▸ TASK MATERIAL:

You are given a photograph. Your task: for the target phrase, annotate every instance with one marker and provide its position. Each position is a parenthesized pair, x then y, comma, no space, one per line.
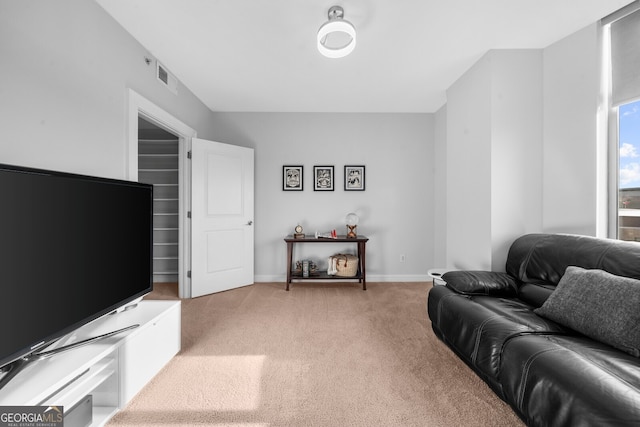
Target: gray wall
(396,208)
(572,171)
(65,69)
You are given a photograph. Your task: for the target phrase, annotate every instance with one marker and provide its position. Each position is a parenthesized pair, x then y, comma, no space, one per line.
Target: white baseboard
(267,278)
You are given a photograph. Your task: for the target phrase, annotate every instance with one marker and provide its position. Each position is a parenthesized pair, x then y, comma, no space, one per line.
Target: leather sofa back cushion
(599,305)
(543,258)
(481,283)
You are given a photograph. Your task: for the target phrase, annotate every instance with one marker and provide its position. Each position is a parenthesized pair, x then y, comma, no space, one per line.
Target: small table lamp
(352,223)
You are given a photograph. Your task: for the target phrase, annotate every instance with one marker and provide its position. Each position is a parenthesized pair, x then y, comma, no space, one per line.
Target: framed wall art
(292,178)
(323,178)
(353,178)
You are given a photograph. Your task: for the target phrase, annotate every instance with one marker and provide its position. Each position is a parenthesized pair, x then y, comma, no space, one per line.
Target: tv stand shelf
(112,370)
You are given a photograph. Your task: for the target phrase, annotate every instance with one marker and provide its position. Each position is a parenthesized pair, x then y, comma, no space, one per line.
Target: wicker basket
(347,265)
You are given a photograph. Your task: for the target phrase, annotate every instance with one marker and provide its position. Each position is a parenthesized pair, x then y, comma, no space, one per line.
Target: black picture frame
(354,178)
(323,178)
(292,178)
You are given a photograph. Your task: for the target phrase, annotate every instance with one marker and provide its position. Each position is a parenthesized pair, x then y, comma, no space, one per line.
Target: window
(629,171)
(622,30)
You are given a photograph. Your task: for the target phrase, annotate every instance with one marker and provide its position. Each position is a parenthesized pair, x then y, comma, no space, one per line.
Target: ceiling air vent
(166,78)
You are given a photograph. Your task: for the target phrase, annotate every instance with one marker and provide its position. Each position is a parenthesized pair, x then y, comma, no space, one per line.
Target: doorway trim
(142,107)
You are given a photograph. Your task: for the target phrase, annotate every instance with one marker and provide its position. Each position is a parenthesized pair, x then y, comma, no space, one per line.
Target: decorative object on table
(346,265)
(352,223)
(323,178)
(332,268)
(333,234)
(292,178)
(353,178)
(336,37)
(312,267)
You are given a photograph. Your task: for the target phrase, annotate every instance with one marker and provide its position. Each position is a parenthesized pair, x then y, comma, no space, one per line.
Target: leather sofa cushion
(543,258)
(599,305)
(481,283)
(476,327)
(555,380)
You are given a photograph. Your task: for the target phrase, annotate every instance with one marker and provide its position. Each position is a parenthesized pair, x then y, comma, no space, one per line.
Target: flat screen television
(72,249)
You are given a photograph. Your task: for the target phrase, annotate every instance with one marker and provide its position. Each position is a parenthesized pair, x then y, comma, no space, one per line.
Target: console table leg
(289,259)
(363,264)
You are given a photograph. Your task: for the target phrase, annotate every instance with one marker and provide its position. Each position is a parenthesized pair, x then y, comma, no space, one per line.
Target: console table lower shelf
(100,378)
(361,275)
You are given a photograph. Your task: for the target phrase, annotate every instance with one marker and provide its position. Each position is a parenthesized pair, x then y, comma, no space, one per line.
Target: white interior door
(221,217)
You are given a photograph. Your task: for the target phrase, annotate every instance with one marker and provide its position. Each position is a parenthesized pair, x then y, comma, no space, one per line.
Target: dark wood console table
(361,275)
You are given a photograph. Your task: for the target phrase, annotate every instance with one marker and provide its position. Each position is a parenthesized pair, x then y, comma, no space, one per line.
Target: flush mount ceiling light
(336,37)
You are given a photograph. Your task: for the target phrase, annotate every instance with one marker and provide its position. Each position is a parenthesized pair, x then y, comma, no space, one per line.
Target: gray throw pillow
(599,305)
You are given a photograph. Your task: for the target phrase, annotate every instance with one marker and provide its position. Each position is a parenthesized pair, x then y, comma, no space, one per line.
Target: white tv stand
(111,370)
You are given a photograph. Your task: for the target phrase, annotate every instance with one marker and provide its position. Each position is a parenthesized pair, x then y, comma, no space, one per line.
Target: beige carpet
(319,355)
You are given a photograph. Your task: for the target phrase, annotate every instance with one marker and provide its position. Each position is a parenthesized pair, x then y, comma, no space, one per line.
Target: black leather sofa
(529,332)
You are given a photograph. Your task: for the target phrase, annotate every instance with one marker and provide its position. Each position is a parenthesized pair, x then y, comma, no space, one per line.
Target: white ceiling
(259,55)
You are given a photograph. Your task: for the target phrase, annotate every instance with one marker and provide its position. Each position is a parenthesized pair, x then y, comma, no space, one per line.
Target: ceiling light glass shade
(336,37)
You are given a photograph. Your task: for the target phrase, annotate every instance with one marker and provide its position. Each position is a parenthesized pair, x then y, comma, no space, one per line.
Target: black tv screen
(72,248)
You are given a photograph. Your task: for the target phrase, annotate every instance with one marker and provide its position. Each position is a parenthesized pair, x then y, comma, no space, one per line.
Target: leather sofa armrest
(488,283)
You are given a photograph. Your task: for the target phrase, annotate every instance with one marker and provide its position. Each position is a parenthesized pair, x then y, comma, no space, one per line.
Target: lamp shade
(336,37)
(352,219)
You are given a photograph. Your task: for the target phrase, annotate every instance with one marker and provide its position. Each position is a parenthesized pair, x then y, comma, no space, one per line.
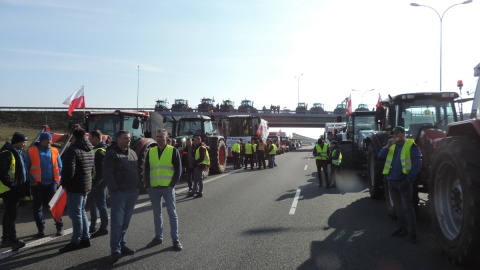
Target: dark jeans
(97,201)
(235,160)
(322,165)
(248,159)
(41,197)
(401,192)
(198,180)
(11,200)
(121,211)
(261,159)
(190,178)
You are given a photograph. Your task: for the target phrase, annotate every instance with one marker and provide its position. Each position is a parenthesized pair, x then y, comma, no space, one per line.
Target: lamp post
(364,92)
(298,86)
(441,22)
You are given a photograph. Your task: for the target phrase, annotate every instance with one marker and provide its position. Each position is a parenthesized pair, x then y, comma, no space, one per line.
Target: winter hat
(44,136)
(18,137)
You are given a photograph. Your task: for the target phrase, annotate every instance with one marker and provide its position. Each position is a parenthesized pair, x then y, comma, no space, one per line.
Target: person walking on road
(44,165)
(261,147)
(163,169)
(236,155)
(320,151)
(403,162)
(78,162)
(187,161)
(98,196)
(336,154)
(120,172)
(13,187)
(201,163)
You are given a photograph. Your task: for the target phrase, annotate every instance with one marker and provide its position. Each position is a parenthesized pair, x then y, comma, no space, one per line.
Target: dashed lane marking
(294,204)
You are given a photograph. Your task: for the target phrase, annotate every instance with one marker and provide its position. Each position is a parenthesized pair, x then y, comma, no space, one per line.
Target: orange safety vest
(36,169)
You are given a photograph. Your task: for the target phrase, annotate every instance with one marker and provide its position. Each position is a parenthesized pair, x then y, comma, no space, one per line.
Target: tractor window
(425,113)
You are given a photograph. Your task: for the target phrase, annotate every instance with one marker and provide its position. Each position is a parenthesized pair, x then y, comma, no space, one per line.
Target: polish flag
(379,101)
(75,101)
(349,105)
(57,204)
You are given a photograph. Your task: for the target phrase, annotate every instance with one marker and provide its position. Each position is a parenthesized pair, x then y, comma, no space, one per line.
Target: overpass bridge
(288,120)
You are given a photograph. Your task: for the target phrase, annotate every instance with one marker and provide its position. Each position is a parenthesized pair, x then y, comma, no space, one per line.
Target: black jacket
(18,185)
(77,168)
(120,170)
(98,168)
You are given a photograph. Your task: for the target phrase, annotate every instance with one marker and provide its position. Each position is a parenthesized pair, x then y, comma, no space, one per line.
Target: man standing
(98,196)
(44,165)
(201,163)
(336,155)
(77,170)
(13,187)
(236,154)
(402,165)
(163,169)
(187,161)
(261,147)
(320,151)
(120,172)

▸ WORK REQUIRED:
To complete the exercise, return the listing above exactly and omit its pictures.

▸ EXERCISE RESULT:
You are given a photograph. Your task: for the target phrase, annotate every instance with one marker and provide its position. Each position is a parenthesized pair, x then y, comma, no space, one per line.
Target: gray wall
(396,208)
(572,171)
(65,69)
You are given a photograph. Your task: for the target phrase, annotate every instance with one marker and provide its position. Each position is a parenthesized pair, x then y, comma, no space, one per line.
Target: white baseboard
(267,278)
You are given a photograph. Your task: for the target phrase, annotate every instance with one marker and provide its position. Each position is a parenthesized pair, x then y, comma, no space, one per line.
Target: leather sofa back cushion
(599,305)
(543,258)
(481,283)
You are given a photograph. Your task: for the target phrase, annotate every instance with one marker and provide its position. Each position is a parenthesized pair, x then y, comma, no space, one per line.
Target: small table lamp
(352,223)
You are given a photograph. Your task: for the target phrase, annotate every instance with one marker and provide its position. Each position is a parenthesized pair, x then y, comma, no space, one per line.
Target: framed wall art
(292,178)
(323,178)
(353,178)
You are given a photograph. Your task: for the target phrase, annotate every instance with one marker and provide its position. Each position is a parenthesized pair, x then y, comma, no space, one per line.
Target: tv stand shelf
(112,370)
You are given a photograph. Your task: for the target phrase, annotate every instance with one marker and provide its position. Each position is a parenthesized pair, x then y, comma, no space, one per line.
Target: wicker basket
(347,265)
You are given a photograph. Your task: for the target phrase, annotate every instance with one marker and provide its position. Each position is a parenthesized pair, x then y, comma, no space, one per line.
Target: black picture frame
(354,178)
(323,178)
(292,178)
You are given a photograph. Your task: for the target phrase, annotate every instance with one marker and provide its position. Each position is a parenthesized pair, x then y, comma, no space, one per line.
Target: window
(629,171)
(622,30)
You are given a photograph. Your task: for the target phrase, annotate every instance with one marker and provide its position. Each position is a parenthesized pair, x then y, comma, no space, one per line.
Target: ceiling air vent
(166,78)
You are given a photograph. Your task: for the target phrase, annotate every instance with one marker and provide its position. Each position is a parenthesized pair, x then y, comma, no space, one per line.
Target: doorway trim
(142,107)
You are given a photograph. Your task: for the target phrase, annotate every instance with one marker and provide its position. Each position is a parenthesized pair, x then y, comma, no space, one per line.
Target: decorative object on table
(346,265)
(352,223)
(323,178)
(332,268)
(333,234)
(292,178)
(353,178)
(336,37)
(312,267)
You are given a photograph. Your task: for the target phrase, annotate every instance with one marker and provide its position. Each position is a parenthesized pair, x then y, comma, no space, one per line.
Target: leather sofa cushion
(543,258)
(599,305)
(481,283)
(476,327)
(555,380)
You are given a photograph. Your task: for the target phrase, annotate every instance with one marker and provide its position. Each position is a parenthesized pair, x then y, comma, no space, one per line.
Target: flat screen television
(72,249)
You are given a photograph. Your task: for the target phrase, annotate every instance with one marker and provide its position. Each position is a parenthesized pair, x then y, comma, no space, one per line.
Target: console table leg
(289,259)
(363,264)
You are given a photograph. Your task: for the target phrase, annotate every instance with one marker and provide its position. Each position is a parenthesized pair, x then y, comma, no space, one per line.
Target: console table lower shelf
(100,378)
(361,275)
You are given a photograph. Your task: for the target phrase, annotate every instance with one marker and provide its position. Each position is a parenthesized pair, x then y, comma, no space, one per line.
Target: white interior door
(221,217)
You are given a photograph. Your task: for the target phrase, annotate every instance with one marker and provide its position. Each position is a parenthesized pair, x then y, comma, no space, one per line.
Target: dark wood console table
(361,275)
You are given a photograph. Your task: for the target phrase, annotate every instance with one marker and provide its position. Each position is a parenthesized pair, x then y, comma, no space, one per line.
Target: flush mount ceiling light
(336,37)
You are given a photograph. Your task: for the target phrase, annotate every instance with one marker and provide its position. Each position is a parenthesized pair, x then y, comma, no space, one per line.
Target: gray throw pillow
(599,305)
You are given a photograph. Your task: for the target phrase, annotate every instance with one marker and provide its position. Each position is a parenthesized pair, x then y, comma, no space, one per line.
Target: white tv stand
(111,370)
You are given a photograph. Your task: for the target phrase, annotate every instance with one marker and provide its position. Each position is a parenthesized pair, x then y, comma, no space, one per line.
Target: beige carpet
(319,355)
You are given a photograph. Your task: for the target phrase, annotate every instance with one marker and provide its position. Each position is a parenthesized pair, x then y, comma, no space, one per line.
Target: black leather sofa
(529,332)
You are given a photograph. Your task: for the target phrase, annotate every instance with one marker and provide its position. Each position is a parenthesized pair, x then y, comma, no space, one per line.
Target: white ceiling
(259,55)
You are given a photograph. Your task: for the target phrase, annotate every instance with one marker and provide its position. Each position is a parenthesized pair, x then y, comma, no space, one per line.
Target: ceiling light glass shade
(336,37)
You are given a photograph. Your task: for the target phrase, annotate every instance with one marker and provide its position. Each position is a parenthesized pair, x then y, comma, no space, one per line.
Target: black tv screen
(72,248)
You are given a photograph. Your task: for the target phrase, annotate every instance with one marker and provide its position. Each position is a parenthesized pair, x then y, comma, no space, one per line.
Target: leather sofa armrest
(488,283)
You are given a photograph. Your task: for the target phrase, annotate every instance with one marker and provide its position. Each position is a parenthesized pair, x then y, comma, no space, one per line.
Target: lamp shade
(336,37)
(352,219)
You are given a photograph. Your task: for the target phrase, annotate every instance with one marker and provide its position. Each position is a parenthesized pair, x then y, comma, no space, one per line.
Target: dark jeans
(97,201)
(235,160)
(322,165)
(248,159)
(41,197)
(401,192)
(198,180)
(11,200)
(121,211)
(261,159)
(190,178)
You are given a photograph. Your task: for the target phrase, annotate every instance with one marker and provide its position. Each position is a parenthesized pair, x then y, comma, no space, one per line.
Target: lamp post
(364,92)
(298,86)
(441,22)
You are given a photograph. Your task: for the target phrase, annotate every instance with one marker and provide its position. Each position is a parenthesized pair, x then y, comma, no space, one per line.
Target: winter hat
(44,136)
(18,137)
You are given a photograph. Your task: for the target phrase, annotate every instance with one marker and provide its position. Each position is a parenthesized pair, x then y, comma, no space, one per line.
Target: person walking on road
(44,165)
(261,147)
(163,169)
(236,155)
(320,151)
(403,162)
(78,162)
(187,161)
(98,196)
(336,154)
(120,172)
(13,187)
(201,163)
You are given a photograph. Your task: for the target phrase, annotate every instance with one marker and provide its position. Each position is a parenthesized pair, x then y, comma, no space, one per line.
Target: dashed lane marking
(294,204)
You are given a photograph. Your task: for the target phrase, annotate every instance with one marker and provide its position. Each position is a parenthesized pair, x then y, comma, no space, one per line.
Target: orange safety vest
(36,169)
You are given a photograph. Your task: for the target phrase, annotate every instance with one marker and provide its position. Each position is a parenthesized pair, x then y, comma, no space, one per line.
Target: tractor window
(425,113)
You are given a photograph. Your task: for the target phrase, annotate every instance with one marker and provide its position. Each position is a parenthesized pair, x then y, comma, no space, one per line.
Target: polish flag
(379,101)
(75,101)
(349,105)
(57,204)
You are given a photograph. Your task: for the target phrase, annotate every instance with one marker and provide its position. Each position is a parenthesized pair, x then y, comma, no space, one per line.
Target: overpass bridge
(288,120)
You are given a photograph. Your task: for the target phrase, annotate every instance with one marker and provide its position. Each position is a parenthesized pair, x then y, comma, no space, one per line.
Target: black jacket
(18,185)
(77,168)
(120,170)
(98,168)
You are given a photograph. Your task: for the target phrase, annotate every instance with one marker and provide its position. Each position is a parenthesized pair, x then y, comma, no space, one per line.
Target: man standing
(98,196)
(44,165)
(201,163)
(336,155)
(77,170)
(13,187)
(236,154)
(402,165)
(163,169)
(187,161)
(261,147)
(320,151)
(120,172)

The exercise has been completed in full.